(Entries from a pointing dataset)

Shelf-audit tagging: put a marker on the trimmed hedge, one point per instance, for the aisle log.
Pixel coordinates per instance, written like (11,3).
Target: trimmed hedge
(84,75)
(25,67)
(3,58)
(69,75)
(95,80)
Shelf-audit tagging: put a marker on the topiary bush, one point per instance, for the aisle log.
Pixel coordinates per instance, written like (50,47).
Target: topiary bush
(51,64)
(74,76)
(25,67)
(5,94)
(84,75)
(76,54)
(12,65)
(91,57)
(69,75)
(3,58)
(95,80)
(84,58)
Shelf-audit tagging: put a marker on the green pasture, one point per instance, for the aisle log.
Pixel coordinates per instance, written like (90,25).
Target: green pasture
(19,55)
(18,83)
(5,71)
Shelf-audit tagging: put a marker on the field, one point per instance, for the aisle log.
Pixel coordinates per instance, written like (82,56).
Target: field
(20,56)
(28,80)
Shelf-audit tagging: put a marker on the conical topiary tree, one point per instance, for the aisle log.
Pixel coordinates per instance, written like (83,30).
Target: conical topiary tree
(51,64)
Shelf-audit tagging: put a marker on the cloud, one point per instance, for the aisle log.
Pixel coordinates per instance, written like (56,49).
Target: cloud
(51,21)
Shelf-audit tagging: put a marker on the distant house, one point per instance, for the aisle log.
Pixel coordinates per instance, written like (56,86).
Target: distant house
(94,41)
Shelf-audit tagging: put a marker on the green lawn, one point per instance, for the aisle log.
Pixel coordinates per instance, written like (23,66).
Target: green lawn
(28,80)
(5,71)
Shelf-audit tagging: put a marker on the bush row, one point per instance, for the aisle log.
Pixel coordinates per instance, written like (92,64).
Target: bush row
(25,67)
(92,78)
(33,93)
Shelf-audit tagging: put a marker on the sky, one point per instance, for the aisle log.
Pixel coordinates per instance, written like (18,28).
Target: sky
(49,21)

● Task directions: Convert the listing above into a JSON list of strings, one string per line and no blank lines.

● Task output:
[
  "Shelf-audit tagging: put a marker on the trimmed hedge, one point per instance, for the aisle log.",
  "Pixel coordinates per instance, written like (11,3).",
  "Target: trimmed hedge",
  "(84,75)",
  "(25,67)",
  "(3,58)",
  "(69,75)",
  "(95,80)",
  "Shelf-audit tagging: put a marker on the topiary bush, one point per instance, for the aisle log.",
  "Pixel coordinates per instance, written like (50,47).",
  "Target: topiary bush",
  "(51,64)",
  "(74,76)",
  "(25,67)",
  "(5,94)",
  "(84,75)",
  "(76,54)",
  "(12,65)",
  "(91,57)",
  "(69,75)",
  "(3,58)",
  "(95,80)",
  "(84,58)",
  "Shelf-audit tagging: put a marker on the green pasture, one point per instance, for the aisle log.",
  "Pixel coordinates per instance, written like (90,25).",
  "Target: green pasture",
  "(19,55)",
  "(18,83)",
  "(5,71)",
  "Shelf-audit tagging: put a marker on the field, one point per instance, for the aisle log.",
  "Pixel coordinates per instance, written like (82,56).",
  "Target: field",
  "(20,56)",
  "(28,80)",
  "Shelf-audit tagging: put a marker on the conical topiary tree, one point per instance, for the aisle log.",
  "Pixel coordinates per instance, written like (83,30).",
  "Target: conical topiary tree",
  "(51,64)",
  "Shelf-audit tagging: put a marker on the cloud, one point per instance, for the aisle log.",
  "Pixel coordinates per instance, written like (56,49).",
  "Target: cloud",
  "(51,21)",
  "Shelf-audit tagging: put a marker on the distant house, one point per instance, for the aisle log.",
  "Pixel coordinates per instance, written like (56,86).",
  "Target: distant house",
  "(94,41)",
  "Shelf-audit tagging: put a marker on the green lawn, one point per instance, for the aisle log.",
  "Pixel coordinates per instance, written like (23,66).",
  "Target: green lawn",
  "(28,80)",
  "(5,71)",
  "Shelf-audit tagging: put a marker on the bush row, one point per instance, for the aisle log.",
  "Pixel coordinates per instance, written like (92,64).",
  "Target: bush row",
  "(25,67)",
  "(92,78)",
  "(33,93)",
  "Shelf-audit tagging: put a marker on the sky, one point per instance, for the aisle log.",
  "Pixel coordinates per instance, written like (18,28).",
  "Target: sky",
  "(49,21)"
]